» Stated goal
Reproduce the review of Joel Whitebook's Freud biography below word for word, from its title line through its final sentence.

» Source excerpt
════════════════════

Freud

Full Title: Freud: An Intellectual Biography
Author / Editor: Joel Whitebook
Publisher: Cambridge University Press, 2017

 

Review © Metapsychology Vol. 21, No. 16
Reviewer: Michael Maidan

Joel Whitebook is a practicing psychoanalyst, a teacher and researcher associated with Columbia University where he directs the Psychoanalytic Studies Program.  His Freud: An Intellectual Biography  ‘is a study of the relation between the unfolding of his thinking and crucial developments in his life history’ (16). The book is a readable, enjoyable and well-documented biography of Freud that summarizes current scholarship, and makes good use of recently published archival materials. But, it is also more than that. Whitebook argues that we can identify two aspects in Freud’s theory. One is what we can call the ‘official doctrine’, centered in the notion that the ‘Oedipal complex’ and its resolution is the major event in the development of the child and also marks the limits of the psychopathological domain assigned to psychoanalysis. The second, or ‘unofficial doctrine’, pays special attention to the pre-Oedipal stage and to the mother-infant relationship, devaluing to some extent the centrality of the Oedipal stage. This ‘unofficial doctrine’ is more attuned to contemporary criticism of Freud’s misogyny and patriarchal views. Hence, by introducing the distinction between an official and an unofficial doctrine, Whitebook is able to acknowledge the need to correct Freud’s theories while being able to claim, at the same time, that such revisions are somewhat present in Freud’s work. To accomplish this, Whitebook needs to identify those moments of potential insight, which were either repressed or incorrectly analyzed by Freud, thereby depriving him (and generations of analysts) of our current ‘state of the art’ psychoanalysis.

════════════════════

» Items
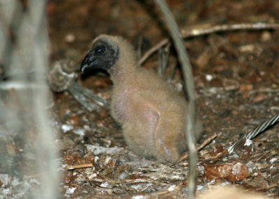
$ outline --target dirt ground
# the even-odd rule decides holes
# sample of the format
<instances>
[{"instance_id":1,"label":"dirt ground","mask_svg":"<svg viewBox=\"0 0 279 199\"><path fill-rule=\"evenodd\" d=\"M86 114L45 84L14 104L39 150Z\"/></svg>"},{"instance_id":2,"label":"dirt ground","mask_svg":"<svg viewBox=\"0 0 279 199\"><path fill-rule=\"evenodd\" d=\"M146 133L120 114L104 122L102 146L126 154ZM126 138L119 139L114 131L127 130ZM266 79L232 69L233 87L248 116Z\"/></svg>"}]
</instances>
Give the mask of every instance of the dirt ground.
<instances>
[{"instance_id":1,"label":"dirt ground","mask_svg":"<svg viewBox=\"0 0 279 199\"><path fill-rule=\"evenodd\" d=\"M279 19L276 0L167 1L181 31ZM169 37L151 1L50 0L47 13L52 64L70 60L77 70L91 40L100 34L124 37L139 58ZM279 30L225 31L184 41L193 70L197 114L204 127L199 143L217 134L198 153L197 195L216 185L233 185L278 198L278 124L232 154L225 149L279 112ZM176 66L170 81L183 95L180 66L174 49L171 46L169 49L164 75L170 79L172 69ZM156 70L158 65L157 51L142 67ZM79 74L77 82L110 100L112 82L107 76L97 74L82 79ZM176 164L141 160L126 148L107 107L88 111L70 92L52 95L63 198L186 197L187 160ZM89 167L66 169L80 164Z\"/></svg>"}]
</instances>

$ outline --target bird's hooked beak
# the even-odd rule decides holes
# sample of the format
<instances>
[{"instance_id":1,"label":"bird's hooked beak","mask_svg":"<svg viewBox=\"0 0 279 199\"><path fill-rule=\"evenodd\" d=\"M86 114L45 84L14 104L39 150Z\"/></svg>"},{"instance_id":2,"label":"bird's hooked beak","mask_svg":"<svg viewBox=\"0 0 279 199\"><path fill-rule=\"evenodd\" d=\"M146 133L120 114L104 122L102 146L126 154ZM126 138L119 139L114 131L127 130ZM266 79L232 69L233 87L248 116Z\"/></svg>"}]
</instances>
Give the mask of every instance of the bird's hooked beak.
<instances>
[{"instance_id":1,"label":"bird's hooked beak","mask_svg":"<svg viewBox=\"0 0 279 199\"><path fill-rule=\"evenodd\" d=\"M94 68L94 56L89 52L83 59L80 65L80 73L84 75L85 72Z\"/></svg>"}]
</instances>

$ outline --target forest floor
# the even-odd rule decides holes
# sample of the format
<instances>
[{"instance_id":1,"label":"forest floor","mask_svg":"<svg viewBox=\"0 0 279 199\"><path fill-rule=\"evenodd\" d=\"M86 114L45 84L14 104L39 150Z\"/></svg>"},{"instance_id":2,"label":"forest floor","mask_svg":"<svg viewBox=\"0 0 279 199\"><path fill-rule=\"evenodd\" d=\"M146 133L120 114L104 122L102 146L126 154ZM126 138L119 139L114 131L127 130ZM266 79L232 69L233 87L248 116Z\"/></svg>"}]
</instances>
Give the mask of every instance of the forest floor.
<instances>
[{"instance_id":1,"label":"forest floor","mask_svg":"<svg viewBox=\"0 0 279 199\"><path fill-rule=\"evenodd\" d=\"M279 22L279 1L167 1L181 31L216 25ZM142 1L50 0L47 6L51 63L74 61L78 71L91 42L100 34L121 35L140 58L168 38L155 4ZM193 67L197 114L204 127L199 143L216 137L198 152L197 195L217 185L232 185L279 197L279 125L237 148L226 148L279 112L279 31L240 30L184 40ZM174 49L164 77L183 95L183 81ZM142 67L158 70L158 53ZM97 74L77 82L110 101L112 82ZM51 109L59 129L64 198L183 198L188 164L142 160L128 150L109 109L88 111L69 92L52 93ZM89 165L81 169L67 166ZM234 173L236 168L237 173ZM222 170L222 171L220 171Z\"/></svg>"}]
</instances>

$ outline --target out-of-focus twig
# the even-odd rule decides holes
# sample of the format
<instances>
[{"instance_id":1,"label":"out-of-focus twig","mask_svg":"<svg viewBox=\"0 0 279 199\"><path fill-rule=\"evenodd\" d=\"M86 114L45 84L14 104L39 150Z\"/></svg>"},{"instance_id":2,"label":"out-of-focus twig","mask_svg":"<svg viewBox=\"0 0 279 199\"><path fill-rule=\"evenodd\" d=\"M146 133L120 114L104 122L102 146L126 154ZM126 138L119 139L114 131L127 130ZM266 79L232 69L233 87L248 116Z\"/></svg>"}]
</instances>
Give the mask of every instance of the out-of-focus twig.
<instances>
[{"instance_id":1,"label":"out-of-focus twig","mask_svg":"<svg viewBox=\"0 0 279 199\"><path fill-rule=\"evenodd\" d=\"M196 151L198 152L199 150L202 150L203 148L204 148L206 145L208 145L211 141L213 141L216 137L217 136L216 134L214 133L212 136L211 136L209 138L208 138L206 140L205 140L202 144L197 146L196 148ZM179 159L179 161L183 161L184 159L186 159L188 156L188 152L185 153Z\"/></svg>"},{"instance_id":2,"label":"out-of-focus twig","mask_svg":"<svg viewBox=\"0 0 279 199\"><path fill-rule=\"evenodd\" d=\"M268 30L278 29L279 24L256 23L256 24L235 24L218 25L206 29L197 29L193 30L182 30L181 34L183 39L190 37L201 36L218 32L226 32L233 31L246 31L246 30ZM140 59L137 64L143 64L147 58L160 48L165 46L169 42L167 38L163 39L159 43L149 49Z\"/></svg>"},{"instance_id":3,"label":"out-of-focus twig","mask_svg":"<svg viewBox=\"0 0 279 199\"><path fill-rule=\"evenodd\" d=\"M186 93L188 95L189 102L187 104L187 112L186 117L186 136L189 149L189 184L188 184L188 198L194 198L196 189L197 178L197 154L195 148L195 87L193 79L192 70L186 49L185 49L179 29L175 22L172 13L163 0L155 0L155 2L160 8L162 14L164 15L169 31L173 39L174 47L178 53L179 62L182 66L183 75L184 77Z\"/></svg>"},{"instance_id":4,"label":"out-of-focus twig","mask_svg":"<svg viewBox=\"0 0 279 199\"><path fill-rule=\"evenodd\" d=\"M108 109L110 104L106 100L76 82L76 69L77 65L74 61L61 60L55 62L48 72L50 88L54 92L69 91L73 97L90 112L99 112L99 106Z\"/></svg>"}]
</instances>

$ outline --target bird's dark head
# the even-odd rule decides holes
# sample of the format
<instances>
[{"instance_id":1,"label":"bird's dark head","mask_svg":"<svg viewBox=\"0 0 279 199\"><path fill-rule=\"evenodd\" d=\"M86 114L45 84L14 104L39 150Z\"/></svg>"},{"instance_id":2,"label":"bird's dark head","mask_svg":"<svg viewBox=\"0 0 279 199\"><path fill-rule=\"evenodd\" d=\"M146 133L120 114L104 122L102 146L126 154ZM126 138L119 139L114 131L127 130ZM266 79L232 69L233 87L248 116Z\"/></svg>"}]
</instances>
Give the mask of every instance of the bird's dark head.
<instances>
[{"instance_id":1,"label":"bird's dark head","mask_svg":"<svg viewBox=\"0 0 279 199\"><path fill-rule=\"evenodd\" d=\"M119 58L119 47L116 42L116 38L102 35L93 41L91 48L82 62L82 74L98 68L109 72L115 65Z\"/></svg>"}]
</instances>

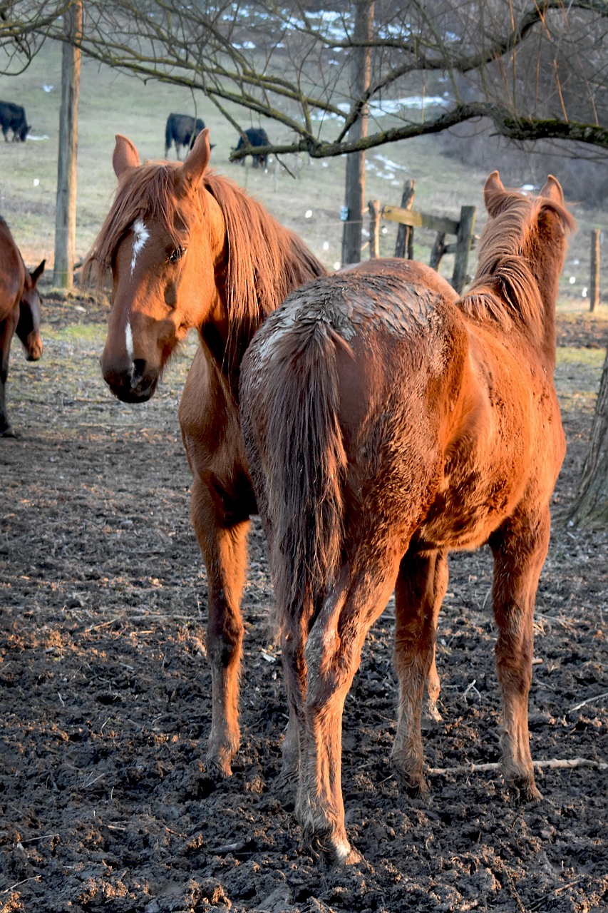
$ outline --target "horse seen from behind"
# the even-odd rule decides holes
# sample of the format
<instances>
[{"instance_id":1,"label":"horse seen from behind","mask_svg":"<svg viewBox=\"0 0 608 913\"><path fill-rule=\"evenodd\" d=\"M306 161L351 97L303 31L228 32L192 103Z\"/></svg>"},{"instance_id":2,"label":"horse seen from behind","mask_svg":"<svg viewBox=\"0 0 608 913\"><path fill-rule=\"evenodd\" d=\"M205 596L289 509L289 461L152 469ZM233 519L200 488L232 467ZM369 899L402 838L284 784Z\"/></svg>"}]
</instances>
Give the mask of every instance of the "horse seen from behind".
<instances>
[{"instance_id":1,"label":"horse seen from behind","mask_svg":"<svg viewBox=\"0 0 608 913\"><path fill-rule=\"evenodd\" d=\"M111 271L101 370L123 402L149 399L171 354L191 328L198 331L179 417L207 572L207 770L228 776L240 739L240 601L257 512L238 416L240 365L264 318L325 270L296 235L208 169L209 153L207 130L183 163L141 163L131 141L117 136L119 184L85 269L99 278Z\"/></svg>"},{"instance_id":2,"label":"horse seen from behind","mask_svg":"<svg viewBox=\"0 0 608 913\"><path fill-rule=\"evenodd\" d=\"M37 281L43 260L34 272L26 268L10 228L0 217L0 437L15 437L6 412L6 379L11 342L16 332L28 362L42 355L40 295Z\"/></svg>"},{"instance_id":3,"label":"horse seen from behind","mask_svg":"<svg viewBox=\"0 0 608 913\"><path fill-rule=\"evenodd\" d=\"M535 198L494 172L485 203L464 297L422 264L370 260L293 292L242 365L289 701L283 773L310 842L337 861L358 858L341 785L344 700L393 589L392 765L406 791L425 789L421 705L451 550L492 551L502 768L523 801L540 798L532 614L565 453L555 307L574 220L552 176Z\"/></svg>"}]
</instances>

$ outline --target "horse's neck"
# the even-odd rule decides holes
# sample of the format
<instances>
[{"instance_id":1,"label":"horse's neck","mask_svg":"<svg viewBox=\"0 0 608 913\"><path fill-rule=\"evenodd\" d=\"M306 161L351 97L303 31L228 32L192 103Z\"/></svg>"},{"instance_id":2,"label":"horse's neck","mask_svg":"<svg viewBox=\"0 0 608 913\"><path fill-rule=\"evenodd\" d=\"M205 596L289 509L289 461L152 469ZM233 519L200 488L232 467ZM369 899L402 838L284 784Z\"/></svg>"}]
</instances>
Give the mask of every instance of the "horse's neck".
<instances>
[{"instance_id":1,"label":"horse's neck","mask_svg":"<svg viewBox=\"0 0 608 913\"><path fill-rule=\"evenodd\" d=\"M556 346L555 311L560 289L561 265L557 263L550 264L550 258L547 257L543 262L537 264L537 268L533 269L533 272L536 277L544 310L543 338L541 341L542 351L550 363L551 369L553 369L555 368Z\"/></svg>"},{"instance_id":2,"label":"horse's neck","mask_svg":"<svg viewBox=\"0 0 608 913\"><path fill-rule=\"evenodd\" d=\"M199 337L218 373L237 399L241 362L257 327L236 325L227 316L222 295L220 299L222 304L218 313L199 328Z\"/></svg>"}]
</instances>

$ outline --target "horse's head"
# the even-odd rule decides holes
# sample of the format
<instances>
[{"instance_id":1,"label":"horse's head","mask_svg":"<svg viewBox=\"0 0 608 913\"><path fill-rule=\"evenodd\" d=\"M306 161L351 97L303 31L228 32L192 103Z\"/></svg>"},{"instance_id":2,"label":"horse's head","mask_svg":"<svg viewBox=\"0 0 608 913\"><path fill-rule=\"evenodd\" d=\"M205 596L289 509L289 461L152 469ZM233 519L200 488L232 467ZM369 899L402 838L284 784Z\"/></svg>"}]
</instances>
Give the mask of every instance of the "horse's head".
<instances>
[{"instance_id":1,"label":"horse's head","mask_svg":"<svg viewBox=\"0 0 608 913\"><path fill-rule=\"evenodd\" d=\"M40 295L37 281L42 276L46 260L36 268L33 273L26 269L26 281L19 303L19 321L16 334L26 350L28 362L37 362L42 355L42 337L40 336Z\"/></svg>"},{"instance_id":2,"label":"horse's head","mask_svg":"<svg viewBox=\"0 0 608 913\"><path fill-rule=\"evenodd\" d=\"M89 259L112 273L112 310L101 355L119 399L149 399L171 354L192 327L221 323L215 284L225 257L222 211L204 187L209 131L186 160L140 163L135 146L116 137L119 187Z\"/></svg>"}]
</instances>

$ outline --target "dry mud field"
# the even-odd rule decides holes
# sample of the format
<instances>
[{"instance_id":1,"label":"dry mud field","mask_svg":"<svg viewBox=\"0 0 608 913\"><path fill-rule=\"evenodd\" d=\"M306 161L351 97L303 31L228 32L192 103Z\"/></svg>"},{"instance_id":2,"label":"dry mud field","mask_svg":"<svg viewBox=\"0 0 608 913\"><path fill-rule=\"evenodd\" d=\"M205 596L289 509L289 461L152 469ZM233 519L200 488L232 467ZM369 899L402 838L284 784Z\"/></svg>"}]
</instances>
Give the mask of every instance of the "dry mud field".
<instances>
[{"instance_id":1,"label":"dry mud field","mask_svg":"<svg viewBox=\"0 0 608 913\"><path fill-rule=\"evenodd\" d=\"M47 299L42 362L13 350L20 437L0 440L2 913L608 910L605 770L539 771L533 807L514 805L498 772L456 770L498 759L485 550L451 561L443 721L425 732L428 766L447 771L429 777L425 803L399 795L388 764L391 603L368 638L343 760L365 863L316 862L273 792L287 718L256 524L242 750L229 781L207 777L206 584L176 417L192 349L154 400L126 406L99 376L105 319L101 306ZM607 331L567 322L560 342L601 348ZM569 450L556 515L571 503L593 407L569 369L558 382ZM608 759L607 613L608 536L558 519L536 614L536 760Z\"/></svg>"}]
</instances>

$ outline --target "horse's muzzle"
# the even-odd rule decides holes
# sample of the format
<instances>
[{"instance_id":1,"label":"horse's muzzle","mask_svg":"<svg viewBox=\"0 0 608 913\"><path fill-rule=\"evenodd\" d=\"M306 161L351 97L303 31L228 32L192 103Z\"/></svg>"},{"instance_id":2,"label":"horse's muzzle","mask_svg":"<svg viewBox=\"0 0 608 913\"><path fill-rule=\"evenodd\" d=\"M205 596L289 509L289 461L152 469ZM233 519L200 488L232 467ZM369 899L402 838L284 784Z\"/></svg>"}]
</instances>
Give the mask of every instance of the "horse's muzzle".
<instances>
[{"instance_id":1,"label":"horse's muzzle","mask_svg":"<svg viewBox=\"0 0 608 913\"><path fill-rule=\"evenodd\" d=\"M153 394L159 375L146 373L145 362L136 359L131 371L103 369L103 379L122 403L145 403Z\"/></svg>"}]
</instances>

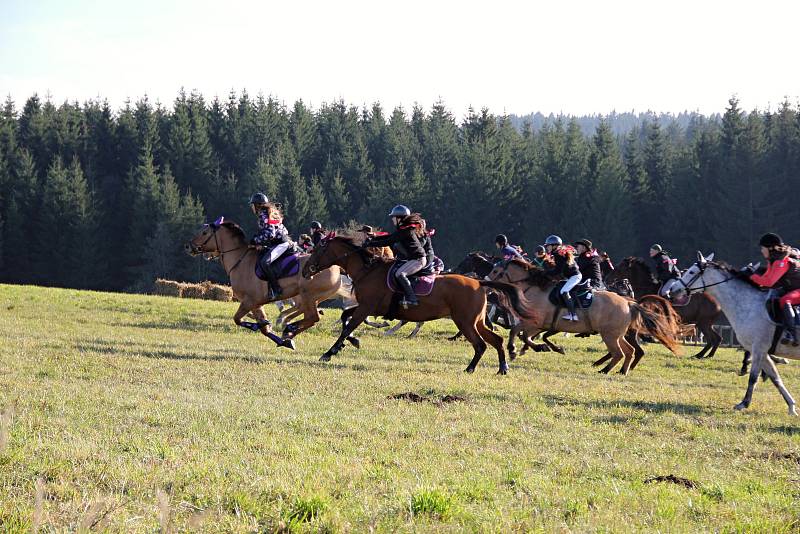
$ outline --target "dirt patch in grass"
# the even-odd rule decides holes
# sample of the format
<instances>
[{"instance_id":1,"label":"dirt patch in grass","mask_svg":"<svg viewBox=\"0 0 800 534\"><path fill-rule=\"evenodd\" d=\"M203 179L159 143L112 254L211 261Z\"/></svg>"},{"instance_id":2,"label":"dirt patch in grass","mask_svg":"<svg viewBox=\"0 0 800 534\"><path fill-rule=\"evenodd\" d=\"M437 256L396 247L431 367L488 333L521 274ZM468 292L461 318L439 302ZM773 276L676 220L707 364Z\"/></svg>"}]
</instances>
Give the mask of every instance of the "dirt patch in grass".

════════════════════

» Response
Freud

Full Title: Freud: An Intellectual Biography
Author / Editor: Joel Whitebook
Publisher: Cambridge University Press, 2017

 

Review © Metapsychology Vol. 21, No. 16
Reviewer: Michael Maidan

Joel Whitebook is a practicing psychoanalyst, a teacher and researcher associated with Columbia University where he directs the Psychoanalytic Studies Program.  His Freud: An Intellectual Biography  ‘is a study of the relation between the unfolding of his thinking and crucial developments in his life history’ (16). The book is a readable, enjoyable and well-documented biography of Freud that summarizes current scholarship, and makes good use of recently published archival materials. But, it is also more than that. Whitebook argues that we can identify two aspects in Freud’s theory. One is what we can call the ‘official doctrine’, centered in the notion that the ‘Oedipal complex’ and its resolution is the major event in the development of the child and also marks the limits of the psychopathological domain assigned to psychoanalysis. The second, or ‘unofficial doctrine’, pays special attention to the pre-Oedipal stage and to the mother-infant relationship, devaluing to some extent the centrality of the Oedipal stage. This ‘unofficial doctrine’ is more attuned to contemporary criticism of Freud’s misogyny and patriarchal views. Hence, by introducing the distinction between an official and an unofficial doctrine, Whitebook is able to acknowledge the need to correct Freud’s theories while being able to claim, at the same time, that such revisions are somewhat present in Freud’s work. To accomplish this, Whitebook needs to identify those moments of potential insight, which were either repressed or incorrectly analyzed by Freud, thereby depriving him (and generations of analysts) of our current ‘state of the art’ psychoanalysis.